Page excerpt:
# # # #
The all important section of the Harbour Ordinance is s 3, which states:
(1) The harbour is to be protected and preserved as a special public asset and a natural heritage of Hong Kong people, and for that purpose there shall be a presumption against reclamation in the harbour.
(2) All public officers and public bodies shall have regard to the principle stated in sub-s.(1) for guidance in the exercise of any powers vested in them.
Section 3 sounds good but what does it actually mean? This would be answered, initially at least, in the Harbour Society's first action to stop the Wanchai Reclamation.
The First Action: Harbour Society v Town Planning Board
In summary, the Harbour Society brought a successful judicial review action against the Town Planning Board (Board). The Court found that the Board had failed to comply with s 3 of the Harbour Ordinance. As a consequence, progress on the Wanchai Reclamation was effectively stalled (for now). The basis for the decision is set out below.
The Board's decisions
From 1999 to 2002, numerous studies, assessments and consultations were completed in respect of the Wanchai Reclamation and various draft Wanchai North Outline Zoning Plans were produced. During this period the Territory Development Department, the Legislative Council Panel on Planning, Lands and Works, the Wanchai District Council, the Eastern District Council, and of course the Board were involved. These studies and assessments culminated in the Wanchai North Outline Zoning Plan No S/H25/1 (Wanchai Reclamation Plan) together with its Notes and Explanatory Statement being exhibited for public inspection in April 2002.
# # # #
Stored data:

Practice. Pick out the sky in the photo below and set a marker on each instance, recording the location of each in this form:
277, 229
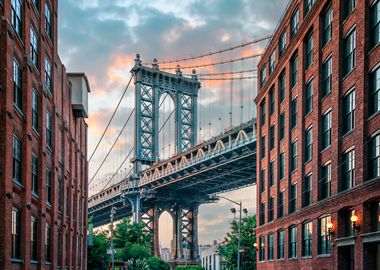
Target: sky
# # # #
Requirements:
• 1. According to the Harbour Ordinance passage, when was the Wanchai Reclamation Plan exhibited for public inspection?
• 2. Resume the Harbour Ordinance passage after its final sentence and continue writing it.

Results of the tasks:
• 1. April 2002.

• 2.
During the two-month exhibition period, a total of 770 valid objections, including one from the Harbour Society, were received. Of the 770 objections, 753 appeared in the form of a standard letter.
In November 2002, the Board heard the Harbour Society together with the other objectors. At its meeting on 6 December 2002, the Board rejected all of the Harbour Society's objections apart from one in respect of building height restrictions. The Board later resolved to propose five amendments to the Wanchai Reclamation Plan.
In January 2003, the Board's proposed amendments to the Plan were exhibited for public inspection. One further objection and two further representations were received during the two-week notification period.
At it's meeting on 14 February 2003, the Board heard the further objector. The original objectors, including the Harbour Society, were also heard. After deliberations, the Board decided that the Wanchai Reclamation Plan, as subsequently amended, was suitable for submission to the Chief Executive in Council for approval.
The Wanchai Reclamation Plan
The amended Wanchai Reclamation Plan covered approximately 76 hectares, of which 26 was for the land to be reclaimed along the Wanchai waterfront. The reclaimed land was to provide for:
(i) the Central–Wanchai Bypass and associated infrastructure;
(ii) a waterfront promenade;
(iii) a commercial, hotel, entertainment and exhibition development; and
(iv) a Harbour park.
Application for Judicial Review
On 27 February 2003, the Harbour Society applied for judicial review of the Board's decisions made on 6 December 2002 and 14 February 2003, respectively. The grounds ultimately relied upon by the Harbour Society were:
(i) the Board made an error in law in reaching the decisions in that it had misinterpreted the Harbour Ordinance and failed to apply the correct legal principles; and
(ii) the decisions were irrational.
On 28 February 2003, Hartmann J granted leave for judicial review. On 14 March 2003, upon the Harbour Society's application, Hartmann J ordered a stay of the submission of the Wanchai Reclamation Plan to the Chief Executive in Council, pending the final determination of the judicial review proceedings.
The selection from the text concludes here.